### [WHAT THE TASK ASKS]
Can you rewrite every item below, changing "place a point on each instance" to "mark every instance with a point" and leaving the rest untouched?

━━━━

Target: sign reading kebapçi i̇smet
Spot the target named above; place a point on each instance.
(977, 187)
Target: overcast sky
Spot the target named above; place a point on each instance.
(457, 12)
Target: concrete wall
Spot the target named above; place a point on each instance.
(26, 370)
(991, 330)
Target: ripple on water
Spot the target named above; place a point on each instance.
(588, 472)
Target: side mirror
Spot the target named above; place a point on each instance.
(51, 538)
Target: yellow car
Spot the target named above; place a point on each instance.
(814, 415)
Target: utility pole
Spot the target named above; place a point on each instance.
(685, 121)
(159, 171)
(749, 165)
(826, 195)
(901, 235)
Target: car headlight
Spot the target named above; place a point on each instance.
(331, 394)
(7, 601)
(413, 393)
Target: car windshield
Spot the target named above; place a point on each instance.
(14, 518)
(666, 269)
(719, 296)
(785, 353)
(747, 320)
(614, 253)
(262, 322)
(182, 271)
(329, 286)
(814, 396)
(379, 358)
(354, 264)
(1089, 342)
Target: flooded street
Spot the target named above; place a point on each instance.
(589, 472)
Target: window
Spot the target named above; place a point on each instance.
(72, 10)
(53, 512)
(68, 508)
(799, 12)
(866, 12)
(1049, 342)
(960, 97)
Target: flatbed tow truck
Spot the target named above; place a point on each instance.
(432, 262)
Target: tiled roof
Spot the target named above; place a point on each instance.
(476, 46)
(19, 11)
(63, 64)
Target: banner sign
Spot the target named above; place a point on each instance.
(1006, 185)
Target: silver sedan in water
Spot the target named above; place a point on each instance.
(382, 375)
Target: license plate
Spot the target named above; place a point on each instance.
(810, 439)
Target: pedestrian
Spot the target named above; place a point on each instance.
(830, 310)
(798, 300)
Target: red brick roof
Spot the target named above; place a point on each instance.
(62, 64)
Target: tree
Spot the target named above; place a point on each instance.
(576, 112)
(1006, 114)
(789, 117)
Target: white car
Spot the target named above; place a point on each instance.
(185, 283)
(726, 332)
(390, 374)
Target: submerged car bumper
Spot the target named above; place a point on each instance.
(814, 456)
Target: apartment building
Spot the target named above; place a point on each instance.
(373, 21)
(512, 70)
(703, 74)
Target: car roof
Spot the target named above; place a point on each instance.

━━━━

### [SOLUTION TO THE EXERCISE]
Target: sign reading kebapçi i̇smet
Spot the target named above; mark every instance with a point.
(977, 187)
Target: overcast sky
Spot the target named above; mark every instance with a point.
(457, 12)
Target: concrete wall
Spot the target named above; mark every instance with a point.
(26, 370)
(991, 330)
Target: ripple on water
Spot the target named above; mark every instance with a point.
(588, 472)
Target: side mirror
Spot the target named above; mark every instance with a point.
(51, 538)
Target: yellow car
Spot the target named above; mark every instance with a point.
(814, 415)
Target: utility pole
Spot the target named above; mark every instance with a point.
(685, 121)
(159, 171)
(749, 165)
(826, 195)
(901, 235)
Target: car headlight
Spot the target named above; mark every instance with a point.
(331, 394)
(7, 601)
(413, 393)
Target: car windshield
Spot the target named above; mark every instance with a point.
(14, 518)
(666, 269)
(719, 296)
(785, 353)
(747, 320)
(614, 253)
(262, 322)
(182, 271)
(329, 286)
(814, 396)
(379, 358)
(354, 264)
(1089, 342)
Target: flooded street
Spot the target named above; mark every instance with a point.
(589, 472)
Target: window
Spot the target named above; mark every instance with a point.
(72, 10)
(53, 512)
(68, 508)
(799, 12)
(866, 12)
(1049, 342)
(960, 97)
Target: flatbed tow truck
Spot the target named above; mark every instance with a point.
(432, 262)
Target: tiled roof
Spot the target named above; mark every instance with a point.
(476, 46)
(19, 11)
(63, 64)
Target: banner sign
Spot the target named above; mark every instance with a point.
(1006, 185)
Target: silver sedan in water
Spot the target named above; mark every instance with a point.
(382, 375)
Target: license plate
Spot the target named above; mark every instance with a point.
(810, 439)
Target: pedestrian
Spot the target named above; mark every instance with a point.
(830, 310)
(798, 300)
Target: red brick roof
Spot the target named above; mark every instance with a point.
(62, 64)
Target: tree
Spot the target named above; mark every instance with a point.
(576, 112)
(1006, 114)
(789, 117)
Target: white car
Spot the target named above; mark every instance with a point.
(185, 283)
(726, 332)
(390, 374)
Target: submerged car bumper
Spot the target named above; mark every instance with a point.
(814, 456)
Target: apartment building
Spot the target named above; mark every instance with a point.
(373, 21)
(512, 70)
(703, 74)
Target: car roof
Spot the target named above; mark every instance with a point.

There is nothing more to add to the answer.